(Point annotation dataset records)
========================================================================

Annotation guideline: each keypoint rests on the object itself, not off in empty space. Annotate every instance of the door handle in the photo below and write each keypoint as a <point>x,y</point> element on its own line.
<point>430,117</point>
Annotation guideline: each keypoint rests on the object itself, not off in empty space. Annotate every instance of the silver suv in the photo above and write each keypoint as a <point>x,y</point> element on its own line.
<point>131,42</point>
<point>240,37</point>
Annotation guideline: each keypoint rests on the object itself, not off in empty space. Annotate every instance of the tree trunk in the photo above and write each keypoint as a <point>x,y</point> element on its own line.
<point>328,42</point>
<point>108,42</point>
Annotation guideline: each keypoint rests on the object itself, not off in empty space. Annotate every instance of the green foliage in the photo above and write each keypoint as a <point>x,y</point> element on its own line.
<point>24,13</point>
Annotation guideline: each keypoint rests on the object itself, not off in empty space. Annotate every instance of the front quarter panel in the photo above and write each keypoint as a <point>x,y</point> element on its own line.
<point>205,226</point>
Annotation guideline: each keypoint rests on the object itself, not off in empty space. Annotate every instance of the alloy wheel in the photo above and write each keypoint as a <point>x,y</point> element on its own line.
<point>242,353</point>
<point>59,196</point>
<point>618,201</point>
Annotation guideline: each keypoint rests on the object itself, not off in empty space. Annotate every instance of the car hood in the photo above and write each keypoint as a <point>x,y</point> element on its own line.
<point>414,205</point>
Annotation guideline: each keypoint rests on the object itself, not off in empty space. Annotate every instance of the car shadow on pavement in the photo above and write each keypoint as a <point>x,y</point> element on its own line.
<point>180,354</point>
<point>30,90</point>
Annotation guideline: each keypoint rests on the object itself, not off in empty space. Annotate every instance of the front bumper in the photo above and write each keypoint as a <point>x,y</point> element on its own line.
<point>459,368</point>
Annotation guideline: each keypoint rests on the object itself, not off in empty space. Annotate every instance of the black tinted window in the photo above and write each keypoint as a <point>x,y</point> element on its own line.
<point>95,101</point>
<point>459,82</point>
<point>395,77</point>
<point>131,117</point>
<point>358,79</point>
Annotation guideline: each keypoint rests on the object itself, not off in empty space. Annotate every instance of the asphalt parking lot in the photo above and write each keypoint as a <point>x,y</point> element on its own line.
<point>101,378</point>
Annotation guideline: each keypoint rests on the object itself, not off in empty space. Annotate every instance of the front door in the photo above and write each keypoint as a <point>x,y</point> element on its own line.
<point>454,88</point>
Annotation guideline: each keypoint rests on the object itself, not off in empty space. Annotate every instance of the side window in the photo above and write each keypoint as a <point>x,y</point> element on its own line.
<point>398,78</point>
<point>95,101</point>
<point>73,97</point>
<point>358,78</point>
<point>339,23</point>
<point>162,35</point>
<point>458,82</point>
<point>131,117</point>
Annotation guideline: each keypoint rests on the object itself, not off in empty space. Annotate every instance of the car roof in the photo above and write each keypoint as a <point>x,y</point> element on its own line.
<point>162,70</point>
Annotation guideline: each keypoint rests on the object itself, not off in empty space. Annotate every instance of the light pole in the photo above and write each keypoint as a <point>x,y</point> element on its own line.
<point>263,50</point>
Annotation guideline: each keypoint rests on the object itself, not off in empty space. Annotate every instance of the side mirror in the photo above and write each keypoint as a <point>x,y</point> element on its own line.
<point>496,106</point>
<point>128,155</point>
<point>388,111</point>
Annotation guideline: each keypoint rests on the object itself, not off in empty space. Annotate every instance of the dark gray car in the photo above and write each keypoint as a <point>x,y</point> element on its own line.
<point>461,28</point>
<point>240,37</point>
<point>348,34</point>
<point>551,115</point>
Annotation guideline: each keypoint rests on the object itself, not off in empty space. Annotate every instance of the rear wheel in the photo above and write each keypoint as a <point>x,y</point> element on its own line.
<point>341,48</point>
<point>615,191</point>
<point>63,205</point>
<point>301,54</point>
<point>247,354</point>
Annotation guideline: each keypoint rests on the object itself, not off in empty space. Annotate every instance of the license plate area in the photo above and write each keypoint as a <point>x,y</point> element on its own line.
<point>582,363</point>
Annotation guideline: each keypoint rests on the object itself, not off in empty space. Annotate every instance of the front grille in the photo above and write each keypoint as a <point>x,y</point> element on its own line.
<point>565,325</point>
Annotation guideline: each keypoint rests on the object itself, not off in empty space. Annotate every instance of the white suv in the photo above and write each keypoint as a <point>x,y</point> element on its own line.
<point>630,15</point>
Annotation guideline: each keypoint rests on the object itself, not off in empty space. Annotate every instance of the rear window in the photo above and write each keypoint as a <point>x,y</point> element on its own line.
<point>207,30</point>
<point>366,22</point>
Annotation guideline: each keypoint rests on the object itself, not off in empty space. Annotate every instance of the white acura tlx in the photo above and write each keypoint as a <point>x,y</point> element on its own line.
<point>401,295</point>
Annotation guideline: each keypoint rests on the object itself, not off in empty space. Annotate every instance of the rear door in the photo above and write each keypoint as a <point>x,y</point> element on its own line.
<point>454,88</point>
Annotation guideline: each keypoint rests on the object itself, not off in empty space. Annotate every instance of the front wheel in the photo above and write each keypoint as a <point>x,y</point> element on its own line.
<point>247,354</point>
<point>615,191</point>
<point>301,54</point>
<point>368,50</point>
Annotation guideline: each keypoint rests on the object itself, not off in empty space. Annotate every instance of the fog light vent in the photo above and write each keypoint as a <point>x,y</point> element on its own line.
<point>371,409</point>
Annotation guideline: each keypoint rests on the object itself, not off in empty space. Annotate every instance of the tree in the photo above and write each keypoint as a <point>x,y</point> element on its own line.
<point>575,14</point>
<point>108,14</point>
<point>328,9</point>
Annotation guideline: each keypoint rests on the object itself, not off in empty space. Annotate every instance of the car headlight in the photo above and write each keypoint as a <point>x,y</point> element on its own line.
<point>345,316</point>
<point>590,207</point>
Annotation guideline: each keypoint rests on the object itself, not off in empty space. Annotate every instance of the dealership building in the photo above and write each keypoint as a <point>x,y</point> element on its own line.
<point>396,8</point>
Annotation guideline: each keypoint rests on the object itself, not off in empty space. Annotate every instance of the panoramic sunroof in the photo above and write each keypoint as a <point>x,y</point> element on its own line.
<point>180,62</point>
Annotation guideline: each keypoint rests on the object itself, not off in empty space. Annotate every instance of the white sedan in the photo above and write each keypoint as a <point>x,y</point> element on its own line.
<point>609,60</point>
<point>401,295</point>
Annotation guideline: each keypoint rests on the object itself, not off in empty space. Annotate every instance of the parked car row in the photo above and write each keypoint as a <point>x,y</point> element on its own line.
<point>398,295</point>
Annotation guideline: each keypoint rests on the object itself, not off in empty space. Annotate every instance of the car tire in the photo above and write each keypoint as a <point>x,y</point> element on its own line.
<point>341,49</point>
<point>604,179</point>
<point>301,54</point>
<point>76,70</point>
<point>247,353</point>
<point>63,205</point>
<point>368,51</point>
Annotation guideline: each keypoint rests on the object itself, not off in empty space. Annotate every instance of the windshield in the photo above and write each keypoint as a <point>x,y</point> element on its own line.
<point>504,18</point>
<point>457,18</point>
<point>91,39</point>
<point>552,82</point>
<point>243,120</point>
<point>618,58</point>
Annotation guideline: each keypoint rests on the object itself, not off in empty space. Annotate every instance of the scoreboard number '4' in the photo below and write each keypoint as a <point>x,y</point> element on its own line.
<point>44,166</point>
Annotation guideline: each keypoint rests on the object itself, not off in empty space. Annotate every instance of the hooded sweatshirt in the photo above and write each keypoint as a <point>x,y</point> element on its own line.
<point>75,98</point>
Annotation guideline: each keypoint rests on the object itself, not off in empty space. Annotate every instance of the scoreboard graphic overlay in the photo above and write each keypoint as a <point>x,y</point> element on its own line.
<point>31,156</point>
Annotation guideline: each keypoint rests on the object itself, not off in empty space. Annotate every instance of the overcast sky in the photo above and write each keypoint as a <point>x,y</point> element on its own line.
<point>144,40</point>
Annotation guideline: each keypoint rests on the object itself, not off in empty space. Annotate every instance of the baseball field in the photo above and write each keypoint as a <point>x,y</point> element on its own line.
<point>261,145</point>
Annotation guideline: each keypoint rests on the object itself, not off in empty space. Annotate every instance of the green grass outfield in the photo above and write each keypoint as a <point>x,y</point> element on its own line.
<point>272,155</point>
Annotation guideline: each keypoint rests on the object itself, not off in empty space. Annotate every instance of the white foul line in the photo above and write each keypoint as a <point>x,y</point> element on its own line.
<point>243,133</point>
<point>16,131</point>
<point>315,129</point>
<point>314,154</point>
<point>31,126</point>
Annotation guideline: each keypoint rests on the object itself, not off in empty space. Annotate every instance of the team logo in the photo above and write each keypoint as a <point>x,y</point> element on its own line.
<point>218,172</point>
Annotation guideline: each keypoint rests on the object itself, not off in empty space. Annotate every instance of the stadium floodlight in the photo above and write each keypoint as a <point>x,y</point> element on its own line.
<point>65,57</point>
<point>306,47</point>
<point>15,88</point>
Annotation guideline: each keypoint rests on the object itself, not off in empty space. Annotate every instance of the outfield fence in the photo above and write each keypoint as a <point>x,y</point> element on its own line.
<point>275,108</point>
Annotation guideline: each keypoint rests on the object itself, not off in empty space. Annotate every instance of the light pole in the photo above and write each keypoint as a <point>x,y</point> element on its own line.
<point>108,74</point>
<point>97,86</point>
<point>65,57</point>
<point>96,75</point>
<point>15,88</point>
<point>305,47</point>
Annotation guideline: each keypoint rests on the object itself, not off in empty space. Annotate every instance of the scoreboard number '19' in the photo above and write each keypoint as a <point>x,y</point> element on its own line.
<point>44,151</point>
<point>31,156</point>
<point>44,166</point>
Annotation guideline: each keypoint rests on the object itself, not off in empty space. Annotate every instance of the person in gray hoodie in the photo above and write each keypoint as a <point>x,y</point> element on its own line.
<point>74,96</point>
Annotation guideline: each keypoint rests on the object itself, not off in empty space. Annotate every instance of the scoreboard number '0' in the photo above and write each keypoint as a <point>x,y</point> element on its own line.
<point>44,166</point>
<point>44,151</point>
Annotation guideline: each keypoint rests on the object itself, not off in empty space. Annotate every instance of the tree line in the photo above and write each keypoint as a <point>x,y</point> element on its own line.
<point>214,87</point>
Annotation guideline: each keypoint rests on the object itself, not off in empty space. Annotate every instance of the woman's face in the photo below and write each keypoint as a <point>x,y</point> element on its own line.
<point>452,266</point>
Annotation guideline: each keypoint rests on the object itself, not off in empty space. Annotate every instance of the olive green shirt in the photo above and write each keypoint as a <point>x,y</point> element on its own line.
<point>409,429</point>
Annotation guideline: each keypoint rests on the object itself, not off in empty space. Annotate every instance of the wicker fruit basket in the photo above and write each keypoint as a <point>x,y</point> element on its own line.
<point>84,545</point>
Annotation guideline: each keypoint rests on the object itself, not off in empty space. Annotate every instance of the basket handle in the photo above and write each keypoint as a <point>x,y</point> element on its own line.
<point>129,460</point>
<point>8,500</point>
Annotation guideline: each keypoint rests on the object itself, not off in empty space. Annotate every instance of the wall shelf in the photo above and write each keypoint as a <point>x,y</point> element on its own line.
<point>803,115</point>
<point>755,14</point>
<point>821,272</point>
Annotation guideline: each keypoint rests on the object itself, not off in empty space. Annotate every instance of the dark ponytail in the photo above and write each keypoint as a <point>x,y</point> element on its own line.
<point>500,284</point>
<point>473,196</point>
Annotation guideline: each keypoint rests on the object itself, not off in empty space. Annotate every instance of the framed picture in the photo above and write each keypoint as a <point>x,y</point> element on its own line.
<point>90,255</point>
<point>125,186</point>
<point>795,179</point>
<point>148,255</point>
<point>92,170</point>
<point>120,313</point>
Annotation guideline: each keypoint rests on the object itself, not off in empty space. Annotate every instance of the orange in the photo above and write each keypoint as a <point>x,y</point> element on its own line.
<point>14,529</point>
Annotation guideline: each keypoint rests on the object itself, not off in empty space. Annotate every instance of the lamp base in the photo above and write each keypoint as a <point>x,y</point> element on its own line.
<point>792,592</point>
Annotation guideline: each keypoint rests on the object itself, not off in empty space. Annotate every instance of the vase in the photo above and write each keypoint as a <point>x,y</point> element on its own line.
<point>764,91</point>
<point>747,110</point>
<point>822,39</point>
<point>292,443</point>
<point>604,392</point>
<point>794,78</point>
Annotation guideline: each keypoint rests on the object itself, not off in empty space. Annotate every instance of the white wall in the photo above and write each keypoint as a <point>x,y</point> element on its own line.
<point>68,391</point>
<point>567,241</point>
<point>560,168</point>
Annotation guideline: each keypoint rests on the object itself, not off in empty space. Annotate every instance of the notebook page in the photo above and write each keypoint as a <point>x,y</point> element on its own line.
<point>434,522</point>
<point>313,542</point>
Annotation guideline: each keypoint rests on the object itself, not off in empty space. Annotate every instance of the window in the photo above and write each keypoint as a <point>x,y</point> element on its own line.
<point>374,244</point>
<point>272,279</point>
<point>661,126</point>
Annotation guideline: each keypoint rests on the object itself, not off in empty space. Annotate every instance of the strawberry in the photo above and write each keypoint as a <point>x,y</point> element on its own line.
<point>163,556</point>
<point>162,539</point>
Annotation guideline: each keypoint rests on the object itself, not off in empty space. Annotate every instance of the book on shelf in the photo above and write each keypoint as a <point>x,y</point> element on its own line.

========================================================================

DIRECTIVE
Lay out the records from the line with "of the basket" up to and including the line with "<point>14,529</point>" as a two-column CSV with the columns request and points. Give one row per request, with its text and its answer each in a single quoted field and any line breaks replaced by spaces.

RESULT OF THE EXERCISE
request,points
"Annotation guideline: each keypoint rests on the object itself, not off in empty space. Annotate every instance of the basket handle in the photo above and write each keypoint as a <point>x,y</point> element on its own line.","<point>129,460</point> <point>8,500</point>"
"Annotation guideline: each keypoint rests on the object itself, not off in empty space. Annotate every instance of the wall shelf in the photo above and write each keypoint as a <point>x,y</point> element on its own line.","<point>803,115</point> <point>755,14</point> <point>821,272</point>"
"Annotation guideline: each keypoint rests on the object itself, not off in empty space. Annotate every instance of the dark ponytail in the photo above and write each keypoint as a <point>x,y</point> element on its own line.","<point>500,284</point> <point>473,196</point>"
"Annotation guideline: each keypoint rests on the object itself, not off in empty space. Annotate every instance of the framed picture in the photo above and write each keypoint as a <point>x,y</point> element on its own line.","<point>90,255</point> <point>125,186</point> <point>795,179</point> <point>148,255</point> <point>92,170</point> <point>120,313</point>"
"Annotation guideline: each keypoint rests on the object itself, not off in empty space. Annotate every instance of the orange in the photo above and write each keypoint as a <point>x,y</point> element on its own line.","<point>14,529</point>"